**About this task**
Make an exact copy of every entry, from the first line to the last.

________

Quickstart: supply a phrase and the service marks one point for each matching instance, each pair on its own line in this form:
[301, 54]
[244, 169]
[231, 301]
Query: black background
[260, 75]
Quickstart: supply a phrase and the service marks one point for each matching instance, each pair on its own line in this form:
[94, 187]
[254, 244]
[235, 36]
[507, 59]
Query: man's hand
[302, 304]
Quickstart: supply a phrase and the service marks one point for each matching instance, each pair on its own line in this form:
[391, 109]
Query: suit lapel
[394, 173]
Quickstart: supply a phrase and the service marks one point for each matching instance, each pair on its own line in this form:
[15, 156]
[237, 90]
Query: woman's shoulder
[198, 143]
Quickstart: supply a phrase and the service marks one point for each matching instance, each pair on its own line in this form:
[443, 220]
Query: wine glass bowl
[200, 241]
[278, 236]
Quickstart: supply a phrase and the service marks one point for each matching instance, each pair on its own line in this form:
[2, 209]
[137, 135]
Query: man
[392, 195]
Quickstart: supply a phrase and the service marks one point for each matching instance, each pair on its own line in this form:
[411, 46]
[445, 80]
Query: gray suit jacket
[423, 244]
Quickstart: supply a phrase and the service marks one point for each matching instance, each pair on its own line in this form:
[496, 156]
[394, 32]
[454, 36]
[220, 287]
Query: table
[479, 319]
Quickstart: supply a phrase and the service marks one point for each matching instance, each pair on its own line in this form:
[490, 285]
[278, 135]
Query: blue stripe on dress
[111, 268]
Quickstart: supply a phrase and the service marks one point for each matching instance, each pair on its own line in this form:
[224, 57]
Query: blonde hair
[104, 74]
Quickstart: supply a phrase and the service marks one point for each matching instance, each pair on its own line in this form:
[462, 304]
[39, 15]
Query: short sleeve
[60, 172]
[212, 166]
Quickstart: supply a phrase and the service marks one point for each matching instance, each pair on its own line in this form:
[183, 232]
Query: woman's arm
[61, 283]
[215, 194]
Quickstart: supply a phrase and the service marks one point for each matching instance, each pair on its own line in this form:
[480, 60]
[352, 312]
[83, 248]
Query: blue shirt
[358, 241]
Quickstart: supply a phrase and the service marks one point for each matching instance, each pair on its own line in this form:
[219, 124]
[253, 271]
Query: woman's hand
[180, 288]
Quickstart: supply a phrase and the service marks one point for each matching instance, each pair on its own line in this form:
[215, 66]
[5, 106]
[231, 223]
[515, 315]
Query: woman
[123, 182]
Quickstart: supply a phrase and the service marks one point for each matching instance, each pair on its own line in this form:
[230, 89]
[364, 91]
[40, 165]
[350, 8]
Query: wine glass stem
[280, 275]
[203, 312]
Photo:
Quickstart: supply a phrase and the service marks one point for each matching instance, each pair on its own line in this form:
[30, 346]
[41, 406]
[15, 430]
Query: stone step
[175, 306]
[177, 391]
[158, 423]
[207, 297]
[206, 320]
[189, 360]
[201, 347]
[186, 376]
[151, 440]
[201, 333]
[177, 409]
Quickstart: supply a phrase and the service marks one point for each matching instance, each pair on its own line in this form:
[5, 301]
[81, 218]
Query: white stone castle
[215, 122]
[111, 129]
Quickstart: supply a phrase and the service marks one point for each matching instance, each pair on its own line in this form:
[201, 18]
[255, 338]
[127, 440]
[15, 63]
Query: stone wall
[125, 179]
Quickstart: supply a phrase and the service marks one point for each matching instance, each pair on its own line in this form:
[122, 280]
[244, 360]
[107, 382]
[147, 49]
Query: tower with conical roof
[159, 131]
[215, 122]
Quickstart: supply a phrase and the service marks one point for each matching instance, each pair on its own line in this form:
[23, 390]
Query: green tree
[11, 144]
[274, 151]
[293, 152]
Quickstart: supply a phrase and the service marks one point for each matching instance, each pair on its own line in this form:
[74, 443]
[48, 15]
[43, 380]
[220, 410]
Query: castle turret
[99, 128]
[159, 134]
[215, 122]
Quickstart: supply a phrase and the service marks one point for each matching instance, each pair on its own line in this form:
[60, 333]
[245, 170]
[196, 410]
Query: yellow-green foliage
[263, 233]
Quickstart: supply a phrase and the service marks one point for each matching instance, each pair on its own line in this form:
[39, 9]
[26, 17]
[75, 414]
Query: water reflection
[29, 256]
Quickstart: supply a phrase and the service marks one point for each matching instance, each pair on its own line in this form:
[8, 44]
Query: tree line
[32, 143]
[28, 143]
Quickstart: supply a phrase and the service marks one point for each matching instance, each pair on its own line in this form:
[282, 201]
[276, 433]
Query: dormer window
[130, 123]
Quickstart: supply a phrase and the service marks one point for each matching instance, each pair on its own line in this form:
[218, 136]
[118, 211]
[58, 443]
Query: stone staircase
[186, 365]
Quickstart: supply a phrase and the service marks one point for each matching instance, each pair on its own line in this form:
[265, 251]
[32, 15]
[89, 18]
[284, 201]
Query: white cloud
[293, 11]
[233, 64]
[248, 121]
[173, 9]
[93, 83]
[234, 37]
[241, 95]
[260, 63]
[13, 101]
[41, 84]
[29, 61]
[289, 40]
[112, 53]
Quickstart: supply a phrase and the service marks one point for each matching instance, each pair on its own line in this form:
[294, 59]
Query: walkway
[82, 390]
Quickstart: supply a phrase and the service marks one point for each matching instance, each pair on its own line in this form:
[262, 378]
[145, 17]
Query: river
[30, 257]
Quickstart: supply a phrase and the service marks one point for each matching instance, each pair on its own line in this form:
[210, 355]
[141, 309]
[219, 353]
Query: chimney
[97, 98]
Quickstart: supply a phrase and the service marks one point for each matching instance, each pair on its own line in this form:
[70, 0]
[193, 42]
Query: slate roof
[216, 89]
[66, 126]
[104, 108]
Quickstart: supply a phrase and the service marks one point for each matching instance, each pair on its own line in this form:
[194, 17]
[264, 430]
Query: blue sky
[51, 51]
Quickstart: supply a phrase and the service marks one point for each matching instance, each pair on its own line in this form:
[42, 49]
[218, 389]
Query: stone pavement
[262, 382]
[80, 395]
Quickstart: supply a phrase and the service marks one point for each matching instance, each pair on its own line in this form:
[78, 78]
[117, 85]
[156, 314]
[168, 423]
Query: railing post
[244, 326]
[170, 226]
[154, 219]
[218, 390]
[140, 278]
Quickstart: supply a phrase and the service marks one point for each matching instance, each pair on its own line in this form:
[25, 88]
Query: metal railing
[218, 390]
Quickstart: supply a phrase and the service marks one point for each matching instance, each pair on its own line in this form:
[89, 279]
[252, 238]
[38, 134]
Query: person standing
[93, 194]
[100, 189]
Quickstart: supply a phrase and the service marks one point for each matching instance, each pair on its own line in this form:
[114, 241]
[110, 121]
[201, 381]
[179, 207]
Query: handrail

________

**Reply**
Quickstart: supply a phrase and the service marks one point for each matching instance, each pair on its own line in this form:
[301, 54]
[244, 169]
[231, 301]
Query: black background
[260, 75]
Quickstart: supply a phrase and the service marks one point for each matching instance, each pair on its own line in this form:
[94, 187]
[254, 244]
[235, 36]
[507, 59]
Query: man's hand
[302, 304]
Quickstart: supply a phrase and the service marks one point for each matching instance, each pair on its own line in this form:
[391, 109]
Query: suit lapel
[394, 173]
Quickstart: supply a phrase and the service marks one point for each matching instance, each pair on its own line in this form:
[15, 156]
[237, 90]
Query: woman's shoulder
[198, 143]
Quickstart: supply a phrase and the service marks one point for each matching instance, each pair on its own line in this form:
[443, 220]
Query: wine glass bowl
[200, 241]
[278, 236]
Quickstart: supply a phrase and the service marks one point for each matching instance, each pair on its own line in this form:
[2, 209]
[137, 135]
Query: man
[392, 195]
Quickstart: supply a phrase and the service marks one point for each matching instance, each pair on its own line in this form:
[411, 46]
[445, 80]
Query: gray suit jacket
[423, 244]
Quickstart: supply a phrase and the service marks one point for each matching instance, each pair on its own line in this form:
[496, 156]
[394, 32]
[454, 36]
[220, 287]
Query: table
[479, 319]
Quickstart: supply a phrase and the service marks one point for each matching instance, each pair on its own line in this form:
[490, 285]
[278, 135]
Query: blue stripe on dress
[111, 268]
Quickstart: supply a phrase and the service marks one point for each matching instance, each pair on its own line in this form:
[224, 57]
Query: blonde hair
[104, 74]
Quickstart: supply a phrase and the service marks one point for each matching instance, each pair on its own line in this form:
[462, 304]
[39, 15]
Query: short sleeve
[60, 172]
[212, 166]
Quickstart: supply a phrase and the service marks one point for each matching instance, each pair on its own line in this form:
[183, 232]
Query: woman's arm
[61, 283]
[215, 194]
Quickstart: supply a phrase and the service marks one point for each matching instance, each pair on its own line in this form:
[480, 60]
[352, 312]
[83, 248]
Query: blue shirt
[358, 241]
Quickstart: supply a phrase and the service marks one point for each matching instance, each pair on its own line in this form:
[219, 124]
[253, 271]
Query: woman's hand
[180, 288]
Quickstart: supply a phrase and the service marks one point for each matching instance, each pair on its own line in this form:
[215, 66]
[5, 106]
[231, 223]
[515, 315]
Query: woman
[123, 182]
Quickstart: supply a phrase and the service marks one point for each matching instance, each pair on its own line in this form:
[230, 89]
[364, 91]
[40, 165]
[350, 8]
Query: wine glass stem
[280, 275]
[203, 312]
Photo:
Quickstart: supply a phrase and the service marks one point for each matching instance, each pair on its own line in this form:
[30, 346]
[41, 406]
[15, 430]
Query: stone step
[175, 306]
[177, 391]
[158, 423]
[207, 297]
[206, 320]
[189, 360]
[201, 347]
[186, 376]
[151, 440]
[201, 333]
[177, 409]
Quickstart: supply a phrase and the service marks one point for each matching instance, each pair on its own line in this form:
[5, 301]
[81, 218]
Query: white stone castle
[215, 122]
[111, 129]
Quickstart: supply a phrase and the service marks one point for each matching instance, each pair on its own line in this form:
[201, 18]
[255, 338]
[127, 440]
[15, 63]
Query: stone wall
[125, 179]
Quickstart: supply a phrase and the service marks one point for each matching instance, each pair on its own line in this form:
[122, 280]
[244, 360]
[107, 382]
[147, 49]
Query: tower with conical roof
[159, 131]
[215, 122]
Quickstart: supply a phrase and the service marks one point for each matching instance, each pair on its own line in this form:
[23, 390]
Query: green tree
[11, 144]
[274, 151]
[293, 152]
Quickstart: supply a phrase and the service marks one point for each matching instance, each pair on its own line in this form:
[74, 443]
[48, 15]
[43, 380]
[220, 410]
Query: castle turret
[99, 128]
[159, 134]
[215, 122]
Quickstart: supply a phrase and the service marks one point for each matching instance, each pair on its own line in this form:
[60, 333]
[245, 170]
[196, 410]
Query: yellow-green foliage
[263, 233]
Quickstart: supply a phrase and the service marks one point for each matching instance, each pair on its own line in this form:
[39, 9]
[26, 17]
[75, 414]
Query: water reflection
[29, 256]
Quickstart: supply a phrase and the service marks one point for each matching instance, each pair on its own line in this form:
[8, 44]
Query: tree line
[32, 143]
[28, 143]
Quickstart: supply a phrase and the service marks one point for each matching instance, each pair on its own line in this form:
[282, 201]
[276, 433]
Query: dormer window
[130, 123]
Quickstart: supply a phrase and the service marks one point for each matching instance, each pair on its own line in this form:
[218, 136]
[118, 211]
[58, 443]
Query: stone staircase
[186, 365]
Quickstart: supply a phrase and the service marks one point for each matching instance, each pair on its own line in this form:
[265, 251]
[32, 15]
[89, 18]
[284, 201]
Query: white cloud
[293, 11]
[233, 64]
[248, 121]
[173, 9]
[93, 83]
[234, 37]
[241, 95]
[260, 63]
[13, 101]
[41, 84]
[29, 61]
[289, 40]
[112, 53]
Quickstart: supply a phrase and the service marks one point for each matching instance, each pair on its own line in this form:
[294, 59]
Query: walkway
[82, 390]
Quickstart: supply a phrase and the service marks one point for each matching instance, each pair on its own line in this form:
[262, 378]
[145, 17]
Query: river
[30, 257]
Quickstart: supply a phrase and the service marks one point for each matching instance, each pair on its own line in this form:
[210, 355]
[141, 309]
[219, 353]
Query: chimney
[97, 98]
Quickstart: supply a phrase and the service marks one point for each matching instance, each pair on its own line in this form:
[70, 0]
[193, 42]
Query: slate roof
[216, 89]
[66, 126]
[104, 108]
Quickstart: supply a phrase and the service marks one point for each matching instance, each pair on its own line in this form:
[194, 17]
[264, 430]
Query: blue sky
[51, 51]
Quickstart: supply a phrase and the service marks one point for each matching instance, each pair on its own line in this form:
[42, 49]
[218, 389]
Query: stone pavement
[262, 382]
[80, 395]
Quickstart: supply a phrase and the service marks one point for each matching instance, each pair on its own line in this form:
[78, 78]
[117, 85]
[156, 314]
[168, 423]
Query: railing post
[244, 326]
[170, 226]
[154, 219]
[218, 390]
[140, 278]
Quickstart: supply a phrase and the service marks one point for each matching instance, each pair on its own line in this form:
[25, 88]
Query: metal railing
[218, 390]
Quickstart: supply a phrase and the service marks one point for each matching instance, each pair on its own line in this form:
[89, 279]
[252, 238]
[38, 134]
Query: person standing
[93, 194]
[100, 189]
Quickstart: supply a phrase and the service marks one point for each matching instance, each pair on its own line in this form:
[114, 241]
[110, 121]
[201, 381]
[179, 207]
Query: handrail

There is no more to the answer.